» **REQUIRED ACTION**
Check every line of the records below for the string "instance" and copy the ones that have it.

══ DATA TO PROCESS ══

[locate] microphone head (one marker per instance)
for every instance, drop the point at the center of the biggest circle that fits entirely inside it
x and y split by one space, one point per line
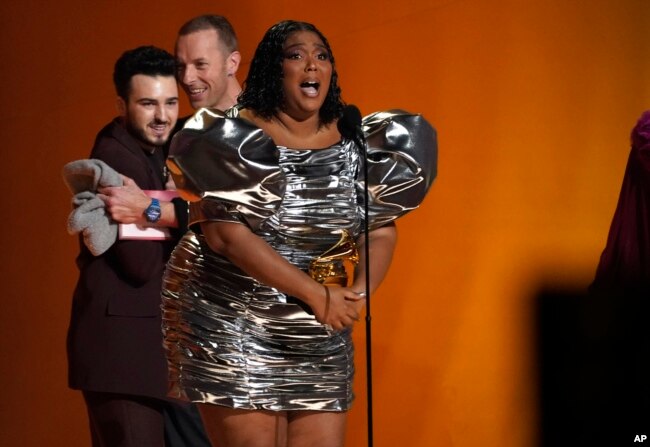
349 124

═══
══ DATA TO PROCESS ══

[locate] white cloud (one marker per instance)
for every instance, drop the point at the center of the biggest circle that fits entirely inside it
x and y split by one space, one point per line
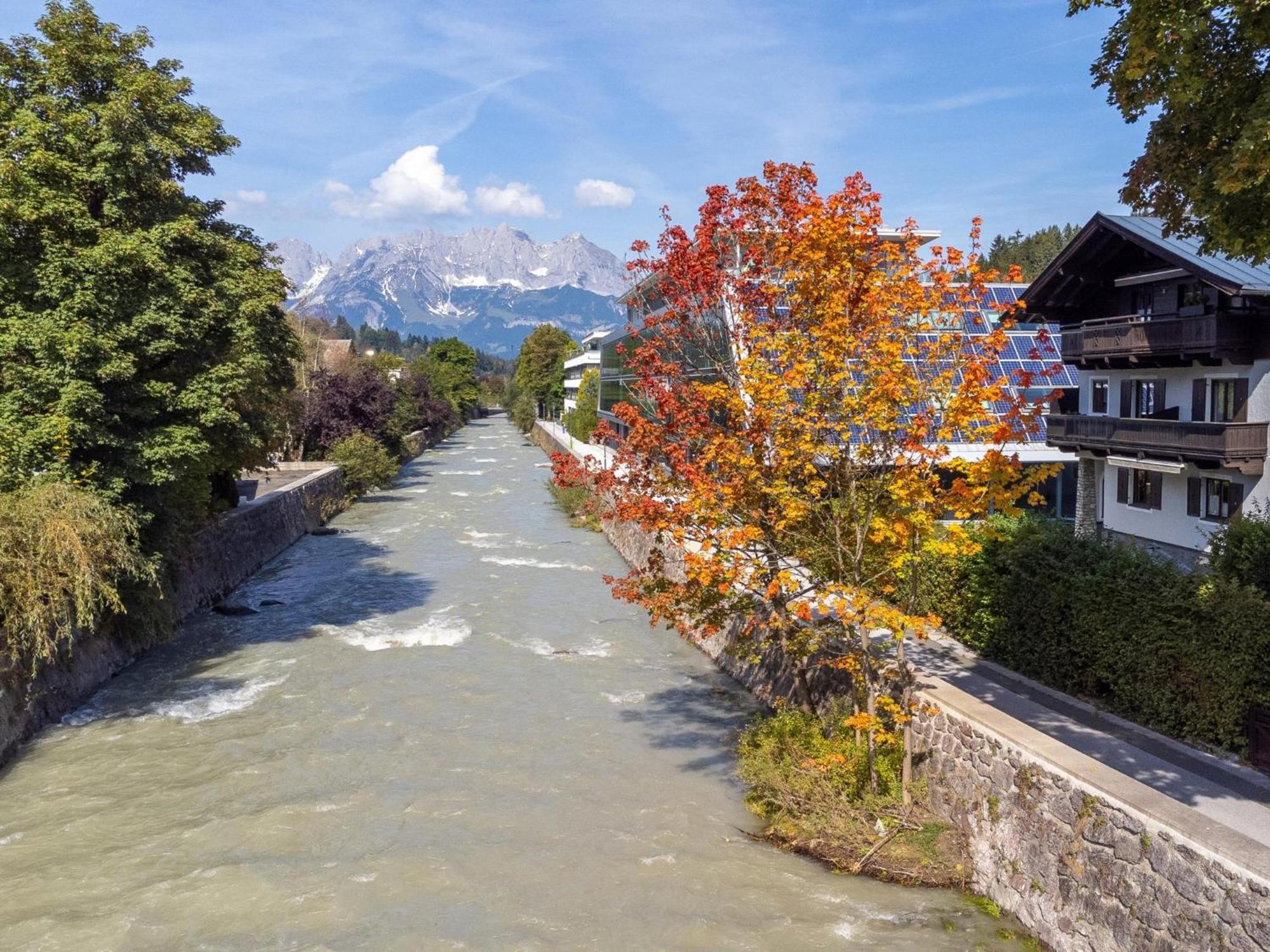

═══

» **WRITTEN ANSWER**
[locate] microphone head (one marker per instance)
for every instance, drop the point at the center of the biggest circle that fits entirely inside it
[locate] white cloud (one marker per instance)
for every instance, drop the point at the center of the biggest circle that fits entirely inside it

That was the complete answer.